▶ _WHAT THE TASK REQUIRES_:
Find the line containing "QA review pass: verify and re-annotate the tree". Reproduce it and every line after it up to the end of the records, exactly as written.

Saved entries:
▼▼▼
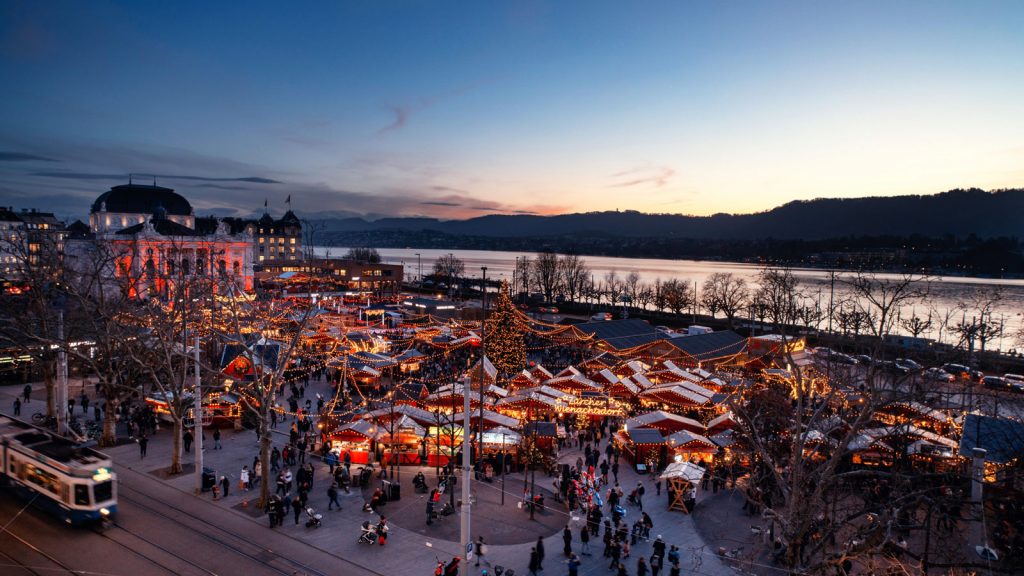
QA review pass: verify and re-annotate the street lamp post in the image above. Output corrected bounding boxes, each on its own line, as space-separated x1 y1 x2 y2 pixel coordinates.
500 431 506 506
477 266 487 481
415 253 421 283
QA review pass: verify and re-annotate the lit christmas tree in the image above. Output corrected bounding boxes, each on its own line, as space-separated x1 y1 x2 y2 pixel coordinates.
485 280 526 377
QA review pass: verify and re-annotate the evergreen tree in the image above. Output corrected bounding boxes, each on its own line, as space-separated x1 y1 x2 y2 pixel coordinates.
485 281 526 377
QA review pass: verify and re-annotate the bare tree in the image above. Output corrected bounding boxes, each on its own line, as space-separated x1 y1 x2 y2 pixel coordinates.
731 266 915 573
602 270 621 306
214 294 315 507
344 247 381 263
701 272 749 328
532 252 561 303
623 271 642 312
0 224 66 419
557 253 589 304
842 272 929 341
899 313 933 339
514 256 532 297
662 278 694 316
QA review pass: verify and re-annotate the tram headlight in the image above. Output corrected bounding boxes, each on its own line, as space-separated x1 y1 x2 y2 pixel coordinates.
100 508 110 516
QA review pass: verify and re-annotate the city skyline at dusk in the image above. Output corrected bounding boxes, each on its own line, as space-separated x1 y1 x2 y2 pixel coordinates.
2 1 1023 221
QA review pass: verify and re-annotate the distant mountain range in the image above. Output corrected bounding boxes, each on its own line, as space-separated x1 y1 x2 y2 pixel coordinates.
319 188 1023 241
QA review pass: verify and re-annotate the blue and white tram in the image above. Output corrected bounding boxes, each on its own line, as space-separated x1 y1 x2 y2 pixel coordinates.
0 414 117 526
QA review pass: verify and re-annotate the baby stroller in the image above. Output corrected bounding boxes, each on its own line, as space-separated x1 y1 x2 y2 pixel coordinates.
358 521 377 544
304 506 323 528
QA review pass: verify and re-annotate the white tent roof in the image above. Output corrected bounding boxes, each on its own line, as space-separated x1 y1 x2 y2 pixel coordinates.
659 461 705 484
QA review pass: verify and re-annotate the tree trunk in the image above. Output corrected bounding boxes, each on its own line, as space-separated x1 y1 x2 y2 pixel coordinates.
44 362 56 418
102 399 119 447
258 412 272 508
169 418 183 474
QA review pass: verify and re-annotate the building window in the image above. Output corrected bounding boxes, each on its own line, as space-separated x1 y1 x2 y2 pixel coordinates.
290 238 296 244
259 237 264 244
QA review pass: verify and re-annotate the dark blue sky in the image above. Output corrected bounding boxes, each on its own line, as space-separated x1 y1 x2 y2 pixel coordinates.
▲▲▲
▶ _ANSWER FOR THIS EXERCISE_:
QA review pass: verify and re-annotate the tree trunk in the image above. Output corrected bounding boxes, each on its own line, as space-separated x1 y1 x2 y2 pixel coordinates.
44 362 56 418
102 399 119 447
258 412 272 508
169 418 183 474
QA review pass: verify and re-annotate the building window in the image above. Output corrected bounding boxes, each on its own line, as space-separated x1 y1 x2 y2 pixel coordinates.
290 238 296 244
259 237 264 244
QA review pass: verify and re-annotate the dark blue sky in the image above. Output corrected bounding boxes, each on its own line, as space-separated x1 y1 x2 y2 pixel coordinates.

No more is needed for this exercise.